> Task directions: Lay out the lines of the listing below, from the line containing "Please trace the outline of every instance of the steep" up to and including the line containing "M 230 131 L", as a Markdown table with the columns "Row" and "Line". Omit any blank lines.

[Named region outline records]

-=-=-=-=-

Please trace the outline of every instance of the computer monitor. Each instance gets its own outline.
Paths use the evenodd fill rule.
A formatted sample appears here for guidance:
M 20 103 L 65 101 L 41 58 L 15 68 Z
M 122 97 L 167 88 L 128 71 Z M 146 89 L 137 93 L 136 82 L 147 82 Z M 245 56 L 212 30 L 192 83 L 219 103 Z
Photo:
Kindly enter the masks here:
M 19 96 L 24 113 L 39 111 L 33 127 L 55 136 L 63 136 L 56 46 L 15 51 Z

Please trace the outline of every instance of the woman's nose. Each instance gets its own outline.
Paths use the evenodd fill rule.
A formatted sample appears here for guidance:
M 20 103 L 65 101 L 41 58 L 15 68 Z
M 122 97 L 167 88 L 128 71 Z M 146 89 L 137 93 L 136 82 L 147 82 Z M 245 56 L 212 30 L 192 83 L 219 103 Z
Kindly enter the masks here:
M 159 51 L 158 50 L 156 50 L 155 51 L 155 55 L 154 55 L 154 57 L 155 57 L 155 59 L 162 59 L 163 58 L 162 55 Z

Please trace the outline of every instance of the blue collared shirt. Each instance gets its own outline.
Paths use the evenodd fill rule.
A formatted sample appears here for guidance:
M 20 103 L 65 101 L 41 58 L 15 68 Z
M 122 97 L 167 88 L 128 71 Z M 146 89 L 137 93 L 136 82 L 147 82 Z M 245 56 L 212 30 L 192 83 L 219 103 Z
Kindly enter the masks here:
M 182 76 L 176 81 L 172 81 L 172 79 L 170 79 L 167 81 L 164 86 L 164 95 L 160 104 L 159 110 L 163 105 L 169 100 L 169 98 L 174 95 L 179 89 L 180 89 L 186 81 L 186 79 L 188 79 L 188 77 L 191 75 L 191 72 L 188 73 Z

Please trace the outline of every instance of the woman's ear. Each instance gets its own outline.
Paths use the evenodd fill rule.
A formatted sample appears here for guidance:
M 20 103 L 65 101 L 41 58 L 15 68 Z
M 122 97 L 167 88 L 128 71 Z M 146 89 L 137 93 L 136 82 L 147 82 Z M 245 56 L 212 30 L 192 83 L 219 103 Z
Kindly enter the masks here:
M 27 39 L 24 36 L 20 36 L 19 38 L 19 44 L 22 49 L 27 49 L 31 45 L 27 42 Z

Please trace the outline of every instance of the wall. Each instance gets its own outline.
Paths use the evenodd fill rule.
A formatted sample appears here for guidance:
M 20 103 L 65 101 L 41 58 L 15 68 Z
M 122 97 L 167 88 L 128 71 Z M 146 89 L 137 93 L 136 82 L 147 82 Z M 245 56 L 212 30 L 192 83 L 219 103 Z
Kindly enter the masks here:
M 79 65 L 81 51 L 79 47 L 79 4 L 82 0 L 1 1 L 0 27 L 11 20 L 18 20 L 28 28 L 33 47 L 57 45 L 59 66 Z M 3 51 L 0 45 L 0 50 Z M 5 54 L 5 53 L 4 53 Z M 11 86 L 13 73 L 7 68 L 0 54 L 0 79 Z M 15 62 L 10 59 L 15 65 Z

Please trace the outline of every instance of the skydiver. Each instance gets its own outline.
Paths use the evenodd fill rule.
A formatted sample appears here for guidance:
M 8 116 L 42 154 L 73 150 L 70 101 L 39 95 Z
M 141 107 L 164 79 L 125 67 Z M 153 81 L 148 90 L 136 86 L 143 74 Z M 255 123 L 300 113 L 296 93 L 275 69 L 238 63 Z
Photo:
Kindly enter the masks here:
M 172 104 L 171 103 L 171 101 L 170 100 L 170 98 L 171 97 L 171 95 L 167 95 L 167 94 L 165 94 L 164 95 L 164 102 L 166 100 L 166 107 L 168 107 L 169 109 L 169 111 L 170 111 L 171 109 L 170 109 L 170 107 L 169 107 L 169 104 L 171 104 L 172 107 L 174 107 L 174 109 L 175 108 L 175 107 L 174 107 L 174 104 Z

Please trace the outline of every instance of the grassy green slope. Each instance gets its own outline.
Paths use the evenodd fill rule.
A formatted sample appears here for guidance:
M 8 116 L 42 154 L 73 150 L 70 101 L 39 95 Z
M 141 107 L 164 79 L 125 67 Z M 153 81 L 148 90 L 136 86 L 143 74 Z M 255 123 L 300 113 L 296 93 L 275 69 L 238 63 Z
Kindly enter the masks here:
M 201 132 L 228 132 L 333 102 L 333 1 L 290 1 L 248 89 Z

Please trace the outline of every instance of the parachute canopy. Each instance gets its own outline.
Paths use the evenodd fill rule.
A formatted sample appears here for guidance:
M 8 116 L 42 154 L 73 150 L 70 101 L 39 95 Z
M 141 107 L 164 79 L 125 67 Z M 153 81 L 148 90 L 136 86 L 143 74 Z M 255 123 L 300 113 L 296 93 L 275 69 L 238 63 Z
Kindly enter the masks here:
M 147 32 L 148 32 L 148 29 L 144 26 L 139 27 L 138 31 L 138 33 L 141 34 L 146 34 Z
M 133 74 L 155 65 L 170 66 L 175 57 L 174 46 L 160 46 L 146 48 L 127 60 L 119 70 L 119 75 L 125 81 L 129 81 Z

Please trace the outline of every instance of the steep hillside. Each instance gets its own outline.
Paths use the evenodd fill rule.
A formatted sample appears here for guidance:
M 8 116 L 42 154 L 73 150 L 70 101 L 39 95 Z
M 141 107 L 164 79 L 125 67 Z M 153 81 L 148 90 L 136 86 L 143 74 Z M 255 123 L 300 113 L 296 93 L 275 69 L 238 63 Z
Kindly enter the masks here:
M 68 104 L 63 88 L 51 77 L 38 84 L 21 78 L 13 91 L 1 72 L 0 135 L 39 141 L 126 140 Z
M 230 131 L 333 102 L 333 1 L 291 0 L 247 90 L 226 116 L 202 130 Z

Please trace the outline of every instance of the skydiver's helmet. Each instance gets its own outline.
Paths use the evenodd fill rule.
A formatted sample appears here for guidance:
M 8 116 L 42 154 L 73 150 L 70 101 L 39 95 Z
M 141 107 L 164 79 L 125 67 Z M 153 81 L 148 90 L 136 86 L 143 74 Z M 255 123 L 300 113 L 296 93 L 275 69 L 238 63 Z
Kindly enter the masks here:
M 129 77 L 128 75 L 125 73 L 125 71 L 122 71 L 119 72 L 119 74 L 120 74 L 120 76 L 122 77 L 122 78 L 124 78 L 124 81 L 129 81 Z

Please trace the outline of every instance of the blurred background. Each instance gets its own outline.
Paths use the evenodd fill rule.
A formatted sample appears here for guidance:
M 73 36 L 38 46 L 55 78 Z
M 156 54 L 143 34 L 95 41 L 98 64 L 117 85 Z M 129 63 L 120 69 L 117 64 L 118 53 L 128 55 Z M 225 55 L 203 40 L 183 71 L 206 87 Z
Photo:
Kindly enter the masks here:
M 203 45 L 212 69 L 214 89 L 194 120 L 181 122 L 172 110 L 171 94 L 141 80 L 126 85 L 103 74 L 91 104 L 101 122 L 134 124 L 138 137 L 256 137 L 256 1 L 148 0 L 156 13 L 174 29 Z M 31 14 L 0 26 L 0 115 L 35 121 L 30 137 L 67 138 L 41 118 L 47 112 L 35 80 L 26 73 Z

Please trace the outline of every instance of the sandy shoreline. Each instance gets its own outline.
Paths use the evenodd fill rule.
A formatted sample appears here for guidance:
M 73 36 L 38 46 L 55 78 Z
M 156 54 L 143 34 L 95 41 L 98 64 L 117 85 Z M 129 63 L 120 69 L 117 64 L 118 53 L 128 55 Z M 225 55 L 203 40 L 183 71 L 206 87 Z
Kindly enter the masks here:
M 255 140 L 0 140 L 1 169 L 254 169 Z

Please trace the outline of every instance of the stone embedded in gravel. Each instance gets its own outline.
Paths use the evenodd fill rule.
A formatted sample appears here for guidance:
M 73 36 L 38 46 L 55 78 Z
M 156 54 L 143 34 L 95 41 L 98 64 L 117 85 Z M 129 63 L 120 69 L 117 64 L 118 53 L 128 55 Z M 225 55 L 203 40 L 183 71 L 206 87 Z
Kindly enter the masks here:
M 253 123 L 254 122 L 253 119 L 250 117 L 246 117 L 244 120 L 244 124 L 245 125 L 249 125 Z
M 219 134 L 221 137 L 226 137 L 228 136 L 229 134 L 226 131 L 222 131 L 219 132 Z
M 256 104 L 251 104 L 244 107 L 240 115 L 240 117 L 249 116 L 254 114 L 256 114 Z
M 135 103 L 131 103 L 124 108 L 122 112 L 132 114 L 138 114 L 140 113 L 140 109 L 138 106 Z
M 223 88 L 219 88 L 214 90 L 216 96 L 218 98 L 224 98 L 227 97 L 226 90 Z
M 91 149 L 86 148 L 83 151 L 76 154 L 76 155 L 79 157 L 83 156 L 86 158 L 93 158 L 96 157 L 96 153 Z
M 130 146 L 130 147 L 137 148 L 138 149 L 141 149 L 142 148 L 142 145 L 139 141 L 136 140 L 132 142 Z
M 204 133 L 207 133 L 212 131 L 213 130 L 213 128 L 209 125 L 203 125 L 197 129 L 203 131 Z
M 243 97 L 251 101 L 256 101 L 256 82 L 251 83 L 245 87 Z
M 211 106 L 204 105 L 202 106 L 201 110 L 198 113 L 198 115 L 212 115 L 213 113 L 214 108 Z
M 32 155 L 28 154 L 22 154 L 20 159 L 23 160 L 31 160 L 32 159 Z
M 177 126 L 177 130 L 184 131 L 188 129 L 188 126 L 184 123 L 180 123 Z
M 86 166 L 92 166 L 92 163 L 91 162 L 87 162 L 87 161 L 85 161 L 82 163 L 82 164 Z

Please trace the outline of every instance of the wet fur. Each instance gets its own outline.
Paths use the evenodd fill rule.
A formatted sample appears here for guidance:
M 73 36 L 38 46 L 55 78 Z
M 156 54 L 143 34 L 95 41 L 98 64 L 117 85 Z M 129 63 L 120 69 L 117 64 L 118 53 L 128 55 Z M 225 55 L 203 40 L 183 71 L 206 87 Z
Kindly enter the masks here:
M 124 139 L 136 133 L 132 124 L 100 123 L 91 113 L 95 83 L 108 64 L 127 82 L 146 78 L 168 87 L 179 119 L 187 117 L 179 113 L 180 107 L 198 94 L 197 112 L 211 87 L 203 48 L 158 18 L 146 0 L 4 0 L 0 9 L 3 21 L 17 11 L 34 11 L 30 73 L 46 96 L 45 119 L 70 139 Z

-=-=-=-=-

> Exercise answer:
| Row | Line |
|---|---|
| 1 | Please trace the outline of every instance of the steep hillside. Each instance gets its own outline. |
| 2 | Paths use the evenodd fill rule. |
| 3 | A formatted sample appears here for guidance: |
| 4 | M 8 116 L 42 154 L 73 150 L 70 101 L 39 95 Z |
| 5 | M 141 107 L 164 79 L 125 67 Z M 153 81 L 148 90 L 136 86 L 143 74 Z M 255 123 L 300 113 L 296 93 L 275 69 L 238 63 Z |
| 6 | Kindly enter the masks here: |
| 7 | M 68 104 L 63 88 L 51 77 L 38 84 L 21 78 L 13 91 L 1 72 L 0 135 L 39 141 L 126 140 Z |
| 8 | M 230 131 L 333 102 L 333 1 L 291 0 L 247 90 L 226 116 L 202 130 Z |